[ASSIGNMENT]:
May I have the line containing "Confirm that each instance of the cream" and every line after it through the end of the data, repeated exactly and with no other lines?

[WORKING DATA]:
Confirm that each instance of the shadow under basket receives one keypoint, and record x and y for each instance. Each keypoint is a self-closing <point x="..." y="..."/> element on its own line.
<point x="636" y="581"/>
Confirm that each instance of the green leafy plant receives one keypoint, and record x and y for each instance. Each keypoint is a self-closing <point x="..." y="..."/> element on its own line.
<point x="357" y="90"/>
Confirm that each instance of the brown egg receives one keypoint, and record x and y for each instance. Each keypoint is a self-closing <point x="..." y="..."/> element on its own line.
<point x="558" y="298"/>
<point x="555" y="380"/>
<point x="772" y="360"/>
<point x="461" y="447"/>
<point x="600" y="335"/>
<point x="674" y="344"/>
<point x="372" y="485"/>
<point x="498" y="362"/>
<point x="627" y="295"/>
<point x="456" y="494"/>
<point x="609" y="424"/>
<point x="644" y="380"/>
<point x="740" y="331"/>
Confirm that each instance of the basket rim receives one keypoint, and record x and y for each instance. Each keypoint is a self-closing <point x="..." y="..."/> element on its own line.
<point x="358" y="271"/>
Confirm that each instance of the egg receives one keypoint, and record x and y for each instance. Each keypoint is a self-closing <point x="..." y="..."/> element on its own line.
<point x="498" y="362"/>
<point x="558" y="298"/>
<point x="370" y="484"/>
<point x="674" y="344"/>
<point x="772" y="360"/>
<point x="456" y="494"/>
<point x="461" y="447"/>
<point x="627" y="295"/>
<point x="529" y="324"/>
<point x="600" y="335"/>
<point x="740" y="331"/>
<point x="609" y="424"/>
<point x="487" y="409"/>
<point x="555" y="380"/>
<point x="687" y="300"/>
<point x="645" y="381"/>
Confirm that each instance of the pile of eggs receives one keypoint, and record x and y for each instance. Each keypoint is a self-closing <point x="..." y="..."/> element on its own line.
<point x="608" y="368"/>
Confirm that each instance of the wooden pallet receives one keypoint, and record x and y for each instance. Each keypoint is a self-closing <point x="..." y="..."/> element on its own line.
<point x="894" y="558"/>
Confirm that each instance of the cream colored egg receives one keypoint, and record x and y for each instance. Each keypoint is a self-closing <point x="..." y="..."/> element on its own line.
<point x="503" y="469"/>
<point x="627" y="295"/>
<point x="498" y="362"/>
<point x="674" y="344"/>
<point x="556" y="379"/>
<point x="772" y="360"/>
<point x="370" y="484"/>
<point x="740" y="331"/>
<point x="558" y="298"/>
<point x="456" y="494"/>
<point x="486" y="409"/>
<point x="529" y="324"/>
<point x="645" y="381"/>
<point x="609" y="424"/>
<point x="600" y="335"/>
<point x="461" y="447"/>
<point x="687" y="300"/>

[EXERCISE RESULT]:
Confirm that each instance of the cream colored egg receives one keypoint, and record x and y for each instance. Each keypoint is a self-closing <point x="..." y="..."/> element on its own line.
<point x="503" y="469"/>
<point x="627" y="295"/>
<point x="498" y="362"/>
<point x="674" y="344"/>
<point x="556" y="379"/>
<point x="772" y="360"/>
<point x="370" y="484"/>
<point x="740" y="331"/>
<point x="558" y="298"/>
<point x="456" y="494"/>
<point x="486" y="409"/>
<point x="529" y="324"/>
<point x="645" y="381"/>
<point x="609" y="424"/>
<point x="600" y="335"/>
<point x="461" y="447"/>
<point x="687" y="300"/>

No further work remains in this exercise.